PROBLEM STATEMENT: Rewrite the stretch of entries from the line containing "Exercise. Point out every instance of the green shrub" through the line containing "x=365, y=184", swapping "shoulder" for "elbow" and leaving everything else as it is.

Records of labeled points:
--- begin ---
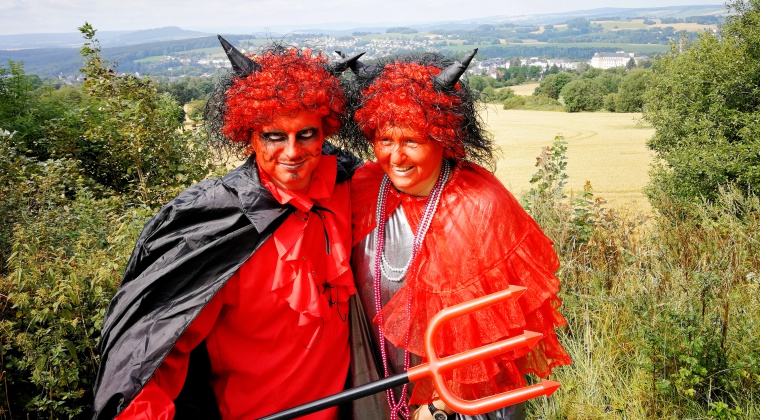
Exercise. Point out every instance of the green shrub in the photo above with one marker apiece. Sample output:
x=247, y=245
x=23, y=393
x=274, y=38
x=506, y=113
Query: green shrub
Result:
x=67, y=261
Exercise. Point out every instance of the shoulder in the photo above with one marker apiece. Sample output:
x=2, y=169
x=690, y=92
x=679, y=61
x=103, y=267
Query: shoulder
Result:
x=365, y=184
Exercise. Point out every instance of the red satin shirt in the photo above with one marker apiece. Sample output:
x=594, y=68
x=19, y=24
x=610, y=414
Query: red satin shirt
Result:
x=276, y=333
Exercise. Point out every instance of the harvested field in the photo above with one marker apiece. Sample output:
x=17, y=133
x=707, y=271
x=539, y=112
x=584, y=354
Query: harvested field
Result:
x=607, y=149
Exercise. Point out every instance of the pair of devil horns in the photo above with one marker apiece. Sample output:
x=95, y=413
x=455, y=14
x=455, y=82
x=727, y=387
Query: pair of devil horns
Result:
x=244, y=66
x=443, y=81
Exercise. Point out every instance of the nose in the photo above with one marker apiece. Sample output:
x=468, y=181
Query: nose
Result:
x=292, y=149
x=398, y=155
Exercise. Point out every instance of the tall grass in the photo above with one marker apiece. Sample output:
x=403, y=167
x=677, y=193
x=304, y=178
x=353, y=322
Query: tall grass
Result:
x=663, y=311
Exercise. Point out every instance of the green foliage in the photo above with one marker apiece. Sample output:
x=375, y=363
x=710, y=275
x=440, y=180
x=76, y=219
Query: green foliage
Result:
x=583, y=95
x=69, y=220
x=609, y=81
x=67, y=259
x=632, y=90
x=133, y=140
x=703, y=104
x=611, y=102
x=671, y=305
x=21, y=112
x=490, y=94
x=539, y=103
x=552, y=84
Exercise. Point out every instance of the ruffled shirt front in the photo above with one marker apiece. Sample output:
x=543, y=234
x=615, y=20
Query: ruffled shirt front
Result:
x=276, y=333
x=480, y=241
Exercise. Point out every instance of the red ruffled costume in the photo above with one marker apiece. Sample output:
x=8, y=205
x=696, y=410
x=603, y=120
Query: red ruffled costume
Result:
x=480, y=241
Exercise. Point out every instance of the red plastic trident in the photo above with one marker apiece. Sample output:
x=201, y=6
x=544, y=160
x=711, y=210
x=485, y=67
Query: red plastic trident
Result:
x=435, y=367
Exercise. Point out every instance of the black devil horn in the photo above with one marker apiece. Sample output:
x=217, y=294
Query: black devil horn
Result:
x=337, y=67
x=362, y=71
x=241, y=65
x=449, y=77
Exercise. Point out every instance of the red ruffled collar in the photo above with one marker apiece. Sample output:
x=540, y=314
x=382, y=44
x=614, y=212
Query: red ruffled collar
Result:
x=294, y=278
--- end ---
--- begin ---
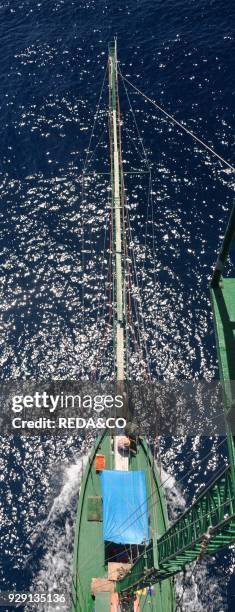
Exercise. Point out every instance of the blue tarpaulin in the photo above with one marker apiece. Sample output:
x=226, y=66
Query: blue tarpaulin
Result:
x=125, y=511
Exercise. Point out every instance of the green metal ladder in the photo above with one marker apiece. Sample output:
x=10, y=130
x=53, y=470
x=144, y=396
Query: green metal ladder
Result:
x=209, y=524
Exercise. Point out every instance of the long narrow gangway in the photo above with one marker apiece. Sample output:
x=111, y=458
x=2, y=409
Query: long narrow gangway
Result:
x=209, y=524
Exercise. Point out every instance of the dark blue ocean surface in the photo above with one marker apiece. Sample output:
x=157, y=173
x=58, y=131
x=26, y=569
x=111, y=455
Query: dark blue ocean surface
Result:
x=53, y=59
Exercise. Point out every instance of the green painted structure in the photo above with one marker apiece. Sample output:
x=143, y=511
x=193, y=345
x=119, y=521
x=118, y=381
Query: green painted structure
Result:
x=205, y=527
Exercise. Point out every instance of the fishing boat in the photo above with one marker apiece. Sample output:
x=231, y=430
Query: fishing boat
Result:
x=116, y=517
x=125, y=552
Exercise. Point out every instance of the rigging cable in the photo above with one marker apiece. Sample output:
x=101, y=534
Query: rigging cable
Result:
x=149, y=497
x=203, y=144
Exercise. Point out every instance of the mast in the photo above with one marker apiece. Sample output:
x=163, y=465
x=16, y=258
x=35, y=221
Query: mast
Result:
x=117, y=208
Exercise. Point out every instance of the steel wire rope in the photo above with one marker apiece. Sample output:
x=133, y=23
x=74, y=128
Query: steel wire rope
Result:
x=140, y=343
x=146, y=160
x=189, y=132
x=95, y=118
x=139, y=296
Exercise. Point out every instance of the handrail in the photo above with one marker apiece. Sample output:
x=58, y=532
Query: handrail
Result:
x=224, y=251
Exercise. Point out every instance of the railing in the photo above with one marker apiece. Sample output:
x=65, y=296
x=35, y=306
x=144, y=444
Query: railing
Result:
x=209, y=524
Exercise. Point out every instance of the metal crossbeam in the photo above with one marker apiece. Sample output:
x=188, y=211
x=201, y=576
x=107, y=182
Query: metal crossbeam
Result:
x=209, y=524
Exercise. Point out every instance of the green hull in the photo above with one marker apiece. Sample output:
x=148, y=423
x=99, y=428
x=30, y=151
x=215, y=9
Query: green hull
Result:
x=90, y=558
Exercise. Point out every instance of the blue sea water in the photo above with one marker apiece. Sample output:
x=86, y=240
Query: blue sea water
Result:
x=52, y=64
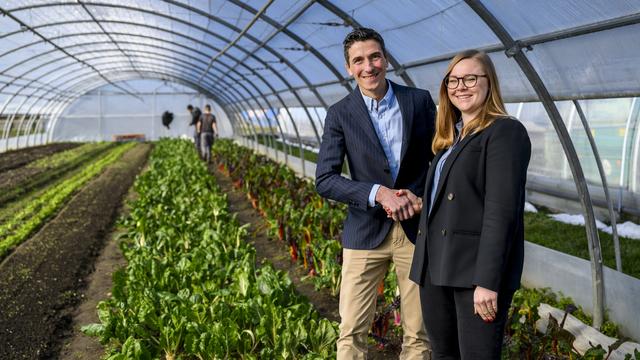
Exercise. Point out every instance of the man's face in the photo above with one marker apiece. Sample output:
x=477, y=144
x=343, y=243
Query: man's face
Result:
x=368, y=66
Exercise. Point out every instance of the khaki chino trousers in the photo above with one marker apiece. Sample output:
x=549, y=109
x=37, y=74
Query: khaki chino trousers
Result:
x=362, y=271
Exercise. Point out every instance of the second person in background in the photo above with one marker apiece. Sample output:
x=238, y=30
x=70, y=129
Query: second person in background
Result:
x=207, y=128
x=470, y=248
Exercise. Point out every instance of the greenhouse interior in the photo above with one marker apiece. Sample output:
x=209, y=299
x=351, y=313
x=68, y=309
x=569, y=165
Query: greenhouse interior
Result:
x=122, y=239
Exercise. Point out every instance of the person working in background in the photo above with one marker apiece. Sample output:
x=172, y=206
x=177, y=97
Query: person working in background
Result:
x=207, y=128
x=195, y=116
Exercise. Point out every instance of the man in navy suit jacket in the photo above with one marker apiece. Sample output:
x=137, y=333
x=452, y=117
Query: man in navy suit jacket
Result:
--- end ---
SOLVED PROBLEM:
Exercise. Point out every instance of the green shrub in the photo above with one marker apiece. Sample output:
x=247, y=245
x=23, y=393
x=274, y=38
x=506, y=113
Query: green shrub
Result:
x=67, y=261
Exercise. Point out every instance of the elbow in the photo above with one marker apiece. Sample output:
x=2, y=169
x=690, y=92
x=679, y=61
x=103, y=267
Query: elbow
Result:
x=365, y=184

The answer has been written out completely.